The data below is to be returned in full and exactly.

(Entries taken from a collection)
Begin

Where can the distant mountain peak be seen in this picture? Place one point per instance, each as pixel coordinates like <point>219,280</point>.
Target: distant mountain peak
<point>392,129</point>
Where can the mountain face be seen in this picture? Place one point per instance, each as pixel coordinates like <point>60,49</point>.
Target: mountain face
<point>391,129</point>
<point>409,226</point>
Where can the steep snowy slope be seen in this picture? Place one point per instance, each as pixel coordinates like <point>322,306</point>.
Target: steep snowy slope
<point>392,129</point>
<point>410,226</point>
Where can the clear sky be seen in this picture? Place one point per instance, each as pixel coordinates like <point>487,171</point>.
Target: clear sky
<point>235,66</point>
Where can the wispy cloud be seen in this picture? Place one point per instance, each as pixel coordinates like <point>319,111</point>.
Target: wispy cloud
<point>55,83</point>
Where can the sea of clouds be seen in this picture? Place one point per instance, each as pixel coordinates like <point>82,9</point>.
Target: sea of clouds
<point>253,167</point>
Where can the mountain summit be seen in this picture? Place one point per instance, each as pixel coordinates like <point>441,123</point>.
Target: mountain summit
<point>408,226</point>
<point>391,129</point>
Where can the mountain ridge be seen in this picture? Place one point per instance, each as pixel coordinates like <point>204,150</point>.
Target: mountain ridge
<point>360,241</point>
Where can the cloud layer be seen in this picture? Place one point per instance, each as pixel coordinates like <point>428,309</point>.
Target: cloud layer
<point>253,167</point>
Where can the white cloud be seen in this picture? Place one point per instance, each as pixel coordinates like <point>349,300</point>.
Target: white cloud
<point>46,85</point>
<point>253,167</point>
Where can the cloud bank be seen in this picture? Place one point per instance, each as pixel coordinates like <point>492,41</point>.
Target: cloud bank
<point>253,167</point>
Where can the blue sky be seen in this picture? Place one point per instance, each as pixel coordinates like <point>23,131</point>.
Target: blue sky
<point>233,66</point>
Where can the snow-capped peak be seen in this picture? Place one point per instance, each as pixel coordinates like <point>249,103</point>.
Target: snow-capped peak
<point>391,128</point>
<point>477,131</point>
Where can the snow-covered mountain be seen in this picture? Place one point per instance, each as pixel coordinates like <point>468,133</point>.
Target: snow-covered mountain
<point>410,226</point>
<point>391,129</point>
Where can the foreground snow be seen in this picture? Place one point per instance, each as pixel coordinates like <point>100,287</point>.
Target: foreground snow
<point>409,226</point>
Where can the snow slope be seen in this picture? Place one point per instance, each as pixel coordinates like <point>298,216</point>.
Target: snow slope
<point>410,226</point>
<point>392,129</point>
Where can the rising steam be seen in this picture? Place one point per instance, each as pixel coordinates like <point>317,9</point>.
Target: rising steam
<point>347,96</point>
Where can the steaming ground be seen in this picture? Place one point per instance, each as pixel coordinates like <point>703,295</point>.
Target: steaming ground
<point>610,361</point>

End

IN RESPONSE:
Where can the distant mountain peak be seen in this picture? Place one point per instance, each as pixel coordinates like <point>219,280</point>.
Target: distant mountain peak
<point>392,129</point>
Where can the mountain face be seen in this picture? Place one point per instance, each as pixel coordinates like <point>60,49</point>.
Target: mountain face
<point>391,129</point>
<point>409,226</point>
Where can the steep snowy slope be seen in this picture? Place one point per instance, each as pixel coordinates like <point>322,306</point>.
Target: steep snowy slope
<point>392,129</point>
<point>410,226</point>
Where can the clear sky be seen in this picture? Place one point per instance, each as pixel coordinates like <point>487,171</point>.
Target: clear sky
<point>235,66</point>
Where can the wispy cloud be seen in this picture? Place one point per instance, each as pixel coordinates like <point>319,111</point>.
Target: wispy cloud
<point>55,83</point>
Where can the sea of clouds be seen in this picture? Place one point per instance, each as pixel coordinates like <point>82,9</point>.
Target: sea of clouds
<point>253,167</point>
Where can the mountain summit be seen in this picture? Place one point per instance, each as pixel coordinates like <point>441,123</point>.
Target: mountain summit
<point>408,226</point>
<point>391,129</point>
Where can the mountain ridge be seen in this picture? Place one point per instance, each as pixel coordinates like <point>204,150</point>.
Target: mountain ridge
<point>360,241</point>
Where can the cloud layer be seen in this picture? Place one point per instance, each as pixel coordinates like <point>428,309</point>.
Target: cloud layer
<point>253,167</point>
Where can the white cloud be seen in this picture? Place one point per instance, each as pixel coordinates like <point>349,300</point>.
Target: white cloud
<point>46,85</point>
<point>253,167</point>
Where can the cloud bank be seen in this picture? Place one point per instance, each as pixel coordinates like <point>492,41</point>.
Target: cloud bank
<point>253,167</point>
Where can the blue sky be seen in this picture? Place one point per instance, each as pixel coordinates like <point>23,131</point>.
Target: blue sky
<point>233,66</point>
Where can the snow-capped peak be seen in this picture? Place one point per instance, each as pixel coordinates like <point>249,103</point>.
Target: snow-capped peak
<point>391,128</point>
<point>477,131</point>
Where can the snow-covered mountain be seen in this picture? Place one point per instance, each as pixel coordinates like <point>468,133</point>.
Target: snow-covered mountain
<point>410,226</point>
<point>391,129</point>
Where can the foreground snow be seen in this picture? Place one point per instance, each as pixel coordinates like <point>100,287</point>.
Target: foreground snow
<point>409,226</point>
Where can the snow slope be seen in this picture? Place one point per instance, each as pixel coordinates like <point>298,216</point>.
Target: snow slope
<point>410,226</point>
<point>392,129</point>
Where can the rising steam be seen in this picture? Place one point per instance, each as pixel coordinates like <point>317,9</point>.
Target: rising steam
<point>347,96</point>
Where can the steaming ground be seen in this picture? Place one point per instance, each as pixel coordinates like <point>703,295</point>.
Target: steaming ground
<point>610,361</point>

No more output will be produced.